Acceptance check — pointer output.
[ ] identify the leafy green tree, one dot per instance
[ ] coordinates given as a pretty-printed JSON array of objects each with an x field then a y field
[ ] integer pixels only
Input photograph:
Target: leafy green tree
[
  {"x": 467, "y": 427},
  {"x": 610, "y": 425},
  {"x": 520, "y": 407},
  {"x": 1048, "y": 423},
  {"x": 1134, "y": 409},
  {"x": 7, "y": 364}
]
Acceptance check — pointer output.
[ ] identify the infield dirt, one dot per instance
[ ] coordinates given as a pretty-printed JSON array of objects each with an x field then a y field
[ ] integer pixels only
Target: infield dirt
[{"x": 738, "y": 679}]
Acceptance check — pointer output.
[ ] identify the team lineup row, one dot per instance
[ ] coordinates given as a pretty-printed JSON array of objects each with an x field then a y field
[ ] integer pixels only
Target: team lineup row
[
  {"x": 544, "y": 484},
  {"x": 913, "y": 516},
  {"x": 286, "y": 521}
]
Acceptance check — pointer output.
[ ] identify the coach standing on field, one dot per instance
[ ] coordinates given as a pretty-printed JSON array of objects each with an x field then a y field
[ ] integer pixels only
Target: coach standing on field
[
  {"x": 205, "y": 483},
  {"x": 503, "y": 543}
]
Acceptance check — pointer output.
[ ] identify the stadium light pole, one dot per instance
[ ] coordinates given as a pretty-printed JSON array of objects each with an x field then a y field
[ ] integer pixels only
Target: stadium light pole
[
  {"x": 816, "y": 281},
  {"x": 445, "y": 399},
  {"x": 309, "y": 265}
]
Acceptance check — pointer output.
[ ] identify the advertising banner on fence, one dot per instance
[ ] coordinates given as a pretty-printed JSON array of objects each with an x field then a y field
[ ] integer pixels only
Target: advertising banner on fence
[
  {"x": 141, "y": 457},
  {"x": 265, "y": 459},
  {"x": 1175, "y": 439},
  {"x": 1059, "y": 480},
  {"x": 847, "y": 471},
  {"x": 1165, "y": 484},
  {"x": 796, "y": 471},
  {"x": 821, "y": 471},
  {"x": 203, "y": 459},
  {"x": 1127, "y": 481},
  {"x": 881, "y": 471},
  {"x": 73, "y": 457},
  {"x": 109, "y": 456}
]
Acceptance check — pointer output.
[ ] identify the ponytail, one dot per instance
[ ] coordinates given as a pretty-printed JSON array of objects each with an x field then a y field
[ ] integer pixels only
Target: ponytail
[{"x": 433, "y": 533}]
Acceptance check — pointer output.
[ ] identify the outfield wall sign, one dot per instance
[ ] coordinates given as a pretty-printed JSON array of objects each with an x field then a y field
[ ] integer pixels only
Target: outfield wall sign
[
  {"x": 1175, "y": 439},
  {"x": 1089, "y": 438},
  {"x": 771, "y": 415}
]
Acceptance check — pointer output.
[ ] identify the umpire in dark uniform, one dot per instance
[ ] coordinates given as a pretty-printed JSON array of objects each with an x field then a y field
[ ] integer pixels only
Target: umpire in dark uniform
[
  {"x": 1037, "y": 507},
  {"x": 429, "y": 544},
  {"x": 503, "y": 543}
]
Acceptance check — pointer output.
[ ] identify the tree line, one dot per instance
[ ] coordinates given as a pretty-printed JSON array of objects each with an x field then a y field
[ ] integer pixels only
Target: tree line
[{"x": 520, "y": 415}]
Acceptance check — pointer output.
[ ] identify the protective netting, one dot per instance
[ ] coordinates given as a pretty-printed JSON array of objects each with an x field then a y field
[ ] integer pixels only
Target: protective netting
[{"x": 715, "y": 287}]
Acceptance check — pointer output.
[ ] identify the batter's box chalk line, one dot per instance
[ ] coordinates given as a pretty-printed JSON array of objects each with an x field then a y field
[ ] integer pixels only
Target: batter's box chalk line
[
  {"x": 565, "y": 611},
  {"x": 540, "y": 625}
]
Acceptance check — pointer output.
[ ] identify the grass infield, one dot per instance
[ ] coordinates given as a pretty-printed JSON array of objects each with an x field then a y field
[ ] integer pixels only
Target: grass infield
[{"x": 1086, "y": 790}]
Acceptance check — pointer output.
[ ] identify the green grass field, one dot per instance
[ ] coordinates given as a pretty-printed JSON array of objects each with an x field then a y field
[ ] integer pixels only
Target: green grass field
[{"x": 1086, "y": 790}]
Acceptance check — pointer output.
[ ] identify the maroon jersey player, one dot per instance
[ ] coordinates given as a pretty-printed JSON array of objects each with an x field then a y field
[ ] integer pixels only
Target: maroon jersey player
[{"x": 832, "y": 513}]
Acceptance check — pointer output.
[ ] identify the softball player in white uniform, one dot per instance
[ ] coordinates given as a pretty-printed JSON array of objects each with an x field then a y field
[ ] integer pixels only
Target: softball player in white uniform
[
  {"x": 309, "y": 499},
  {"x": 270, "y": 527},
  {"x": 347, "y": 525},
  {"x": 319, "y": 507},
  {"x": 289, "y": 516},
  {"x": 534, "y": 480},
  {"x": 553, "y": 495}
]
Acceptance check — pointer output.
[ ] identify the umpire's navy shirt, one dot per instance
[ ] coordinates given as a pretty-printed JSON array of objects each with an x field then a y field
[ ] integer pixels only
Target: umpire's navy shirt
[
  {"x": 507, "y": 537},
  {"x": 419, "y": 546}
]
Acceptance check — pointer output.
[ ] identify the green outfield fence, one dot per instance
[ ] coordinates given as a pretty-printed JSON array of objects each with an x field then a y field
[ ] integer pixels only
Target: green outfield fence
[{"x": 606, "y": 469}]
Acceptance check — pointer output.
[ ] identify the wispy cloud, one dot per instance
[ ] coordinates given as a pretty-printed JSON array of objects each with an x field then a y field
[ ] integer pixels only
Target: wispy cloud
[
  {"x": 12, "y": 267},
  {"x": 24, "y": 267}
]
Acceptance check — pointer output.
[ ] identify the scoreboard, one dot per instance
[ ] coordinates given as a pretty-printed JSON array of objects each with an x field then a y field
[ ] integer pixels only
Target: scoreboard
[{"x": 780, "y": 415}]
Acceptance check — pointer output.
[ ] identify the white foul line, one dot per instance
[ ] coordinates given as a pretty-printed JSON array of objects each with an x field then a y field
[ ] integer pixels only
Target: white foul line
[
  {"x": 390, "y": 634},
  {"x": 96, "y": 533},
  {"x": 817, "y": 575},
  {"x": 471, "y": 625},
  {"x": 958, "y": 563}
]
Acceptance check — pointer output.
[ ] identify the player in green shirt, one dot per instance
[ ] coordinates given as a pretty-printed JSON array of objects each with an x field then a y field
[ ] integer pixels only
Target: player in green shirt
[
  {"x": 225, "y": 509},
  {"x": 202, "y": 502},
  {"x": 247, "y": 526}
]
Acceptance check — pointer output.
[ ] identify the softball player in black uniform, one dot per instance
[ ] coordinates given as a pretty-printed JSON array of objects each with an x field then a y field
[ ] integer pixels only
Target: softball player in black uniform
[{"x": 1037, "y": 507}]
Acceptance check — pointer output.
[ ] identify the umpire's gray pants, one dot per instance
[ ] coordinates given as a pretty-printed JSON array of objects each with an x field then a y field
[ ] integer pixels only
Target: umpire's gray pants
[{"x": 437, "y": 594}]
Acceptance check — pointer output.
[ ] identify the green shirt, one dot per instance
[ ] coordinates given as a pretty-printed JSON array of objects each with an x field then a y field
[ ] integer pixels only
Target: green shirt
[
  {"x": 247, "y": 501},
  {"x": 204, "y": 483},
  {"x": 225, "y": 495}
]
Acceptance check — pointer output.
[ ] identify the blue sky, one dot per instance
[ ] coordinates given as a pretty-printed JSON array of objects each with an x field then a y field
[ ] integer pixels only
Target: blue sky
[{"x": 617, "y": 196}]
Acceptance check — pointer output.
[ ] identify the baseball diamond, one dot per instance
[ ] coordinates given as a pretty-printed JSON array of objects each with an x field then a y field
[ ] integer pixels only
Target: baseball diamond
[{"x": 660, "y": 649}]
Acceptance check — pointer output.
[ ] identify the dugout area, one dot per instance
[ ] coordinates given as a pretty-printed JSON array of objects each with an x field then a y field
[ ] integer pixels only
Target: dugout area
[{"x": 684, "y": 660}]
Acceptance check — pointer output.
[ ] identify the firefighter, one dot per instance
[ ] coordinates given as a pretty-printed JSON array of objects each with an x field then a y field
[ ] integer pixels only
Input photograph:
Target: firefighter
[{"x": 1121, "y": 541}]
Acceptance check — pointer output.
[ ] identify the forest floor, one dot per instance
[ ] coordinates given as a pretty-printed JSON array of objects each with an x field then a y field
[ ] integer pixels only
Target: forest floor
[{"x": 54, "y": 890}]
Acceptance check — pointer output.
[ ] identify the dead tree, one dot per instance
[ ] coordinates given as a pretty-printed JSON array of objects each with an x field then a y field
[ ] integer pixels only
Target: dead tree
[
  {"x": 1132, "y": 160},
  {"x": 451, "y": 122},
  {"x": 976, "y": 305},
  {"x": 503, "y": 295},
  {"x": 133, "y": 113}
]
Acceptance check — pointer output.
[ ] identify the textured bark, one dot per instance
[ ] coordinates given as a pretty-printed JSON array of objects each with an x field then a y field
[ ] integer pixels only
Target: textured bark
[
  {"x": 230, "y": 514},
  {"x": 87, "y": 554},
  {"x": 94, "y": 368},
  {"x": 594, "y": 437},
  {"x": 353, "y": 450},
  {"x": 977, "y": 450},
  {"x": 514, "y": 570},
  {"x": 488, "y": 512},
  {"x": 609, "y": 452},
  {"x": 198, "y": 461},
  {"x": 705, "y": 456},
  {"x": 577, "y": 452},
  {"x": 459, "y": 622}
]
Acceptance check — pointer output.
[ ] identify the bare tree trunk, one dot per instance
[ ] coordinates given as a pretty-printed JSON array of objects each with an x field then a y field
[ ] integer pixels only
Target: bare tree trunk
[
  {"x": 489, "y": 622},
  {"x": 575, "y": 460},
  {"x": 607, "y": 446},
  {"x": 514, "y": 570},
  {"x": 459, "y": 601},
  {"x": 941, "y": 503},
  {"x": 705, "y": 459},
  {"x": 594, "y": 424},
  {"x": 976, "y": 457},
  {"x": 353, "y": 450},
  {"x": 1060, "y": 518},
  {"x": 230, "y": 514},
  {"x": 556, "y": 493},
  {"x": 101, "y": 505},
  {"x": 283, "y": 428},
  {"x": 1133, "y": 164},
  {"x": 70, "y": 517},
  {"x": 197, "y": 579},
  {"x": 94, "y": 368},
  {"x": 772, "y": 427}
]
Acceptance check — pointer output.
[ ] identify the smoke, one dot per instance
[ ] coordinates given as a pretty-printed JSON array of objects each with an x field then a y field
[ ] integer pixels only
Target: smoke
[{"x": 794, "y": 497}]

# Task statement
Above are some lines. Repeat exactly, and only, those from the line that has "[ ] identify the softball player in white" through the line that has "[ ] identify the green outfield".

# Result for this task
[ ] identify the softball player in white uniform, one dot per instance
[ ] coordinates given as a pretty-printed JSON array of objects each with an x field then a y field
[ ] integer pixels only
Target: softball player in white uniform
[
  {"x": 309, "y": 499},
  {"x": 270, "y": 527},
  {"x": 347, "y": 525},
  {"x": 319, "y": 507},
  {"x": 289, "y": 516},
  {"x": 534, "y": 480},
  {"x": 553, "y": 495}
]
Acceptance check — pointer output.
[ ] identify the umpire's navy shirt, one dot per instance
[ ] coordinates given as a pretty-printed JSON array of objects each with an x field then a y field
[ ] integer pixels only
Target: umpire's navy shirt
[
  {"x": 507, "y": 537},
  {"x": 419, "y": 546}
]
Acceptance check — pointer output.
[ ] identify the green outfield fence, one dot per instance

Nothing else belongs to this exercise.